**PARTS OF THE EXERCISE**
[1] Extract everything in the committee meeting report from "This was the" down to "a reasonable adjustment.".
[2] In two sentences, summarize the committee meeting report.
[3] Continue the committee meeting report from where it stops.

**TEXT SECTION**
This was the first full meeting of the committee elected in March. It elected Dave Allan as chair (a formality as he is the disabled workers’ representative on the TUC General Council); and Annie Galpin as co-chair.
Implementing Disabled Workers’ Conference decisions
TUC staff presented proposals for carrying out the policies passed by this year’s Disabled Workers’ Conference. As this took place seven months ago, they had started some of the work already. This includes:
- continuing to promote the TUC’s workbook on mental health
- campaigning against anti-union laws, including holding a webinar jointly with Free Our Unions
- calling for a statutory right to working from home as a reasonable adjustment.
There was considerable discussion on this, in particular about clarifying the difference between reasonable adjustments and flexible working. Confusing the two has led to many disabled workers requesting flexible working (which employers are not obliged to give) rather than reasonable adjustments (which employers are obliged to provide). It was also stressed that working from home is not suitable for everyone, and that we oppose employers forcing or coercing workers to do it in order to save money.

**COLLECTED MATERIAL**
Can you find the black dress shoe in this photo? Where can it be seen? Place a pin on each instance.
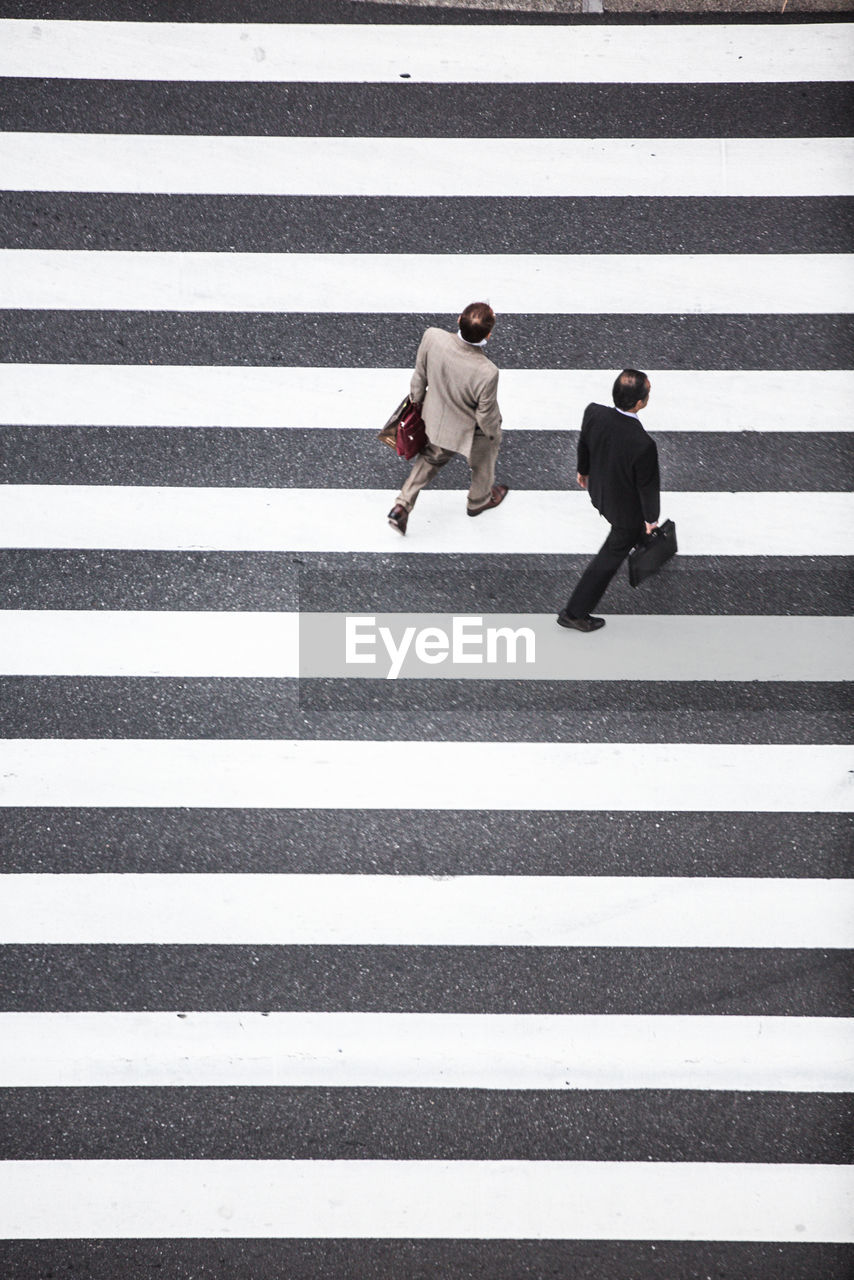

**ANSWERS BELOW**
[1]
This was the first full meeting of the committee elected in March. It elected Dave Allan as chair (a formality as he is the disabled workers’ representative on the TUC General Council); and Annie Galpin as co-chair.
Implementing Disabled Workers’ Conference decisions
TUC staff presented proposals for carrying out the policies passed by this year’s Disabled Workers’ Conference. As this took place seven months ago, they had started some of the work already. This includes:
- continuing to promote the TUC’s workbook on mental health
- campaigning against anti-union laws, including holding a webinar jointly with Free Our Unions
- calling for a statutory right to working from home as a reasonable adjustment.

[2] At its first full meeting, the committee elected in March chose Dave Allan as chair and Annie Galpin as co-chair. TUC staff presented proposals for carrying out this year's Disabled Workers' Conference policies, including a call for a statutory right to work from home as a reasonable adjustment, and this led to discussion about clarifying the difference between reasonable adjustments and flexible working.

[3]
Committee Campaigning
There has been a welcome increase in committee members organising and speaking at events, including at those hosted by other committee members’ unions. This is helping the committee to become a campaigning, rather than solely an advisory, body. We also plan a leaflet to introduce the committee and its work.
TUC Accessibility
The TUC is developing an internal policy to ensure that its events are as accessible as possible. The draft had some good content, and committee members raised several issues that we wanted to be added.
Disability History Month
- dates: 18 November – 20 December (online launch 18 November)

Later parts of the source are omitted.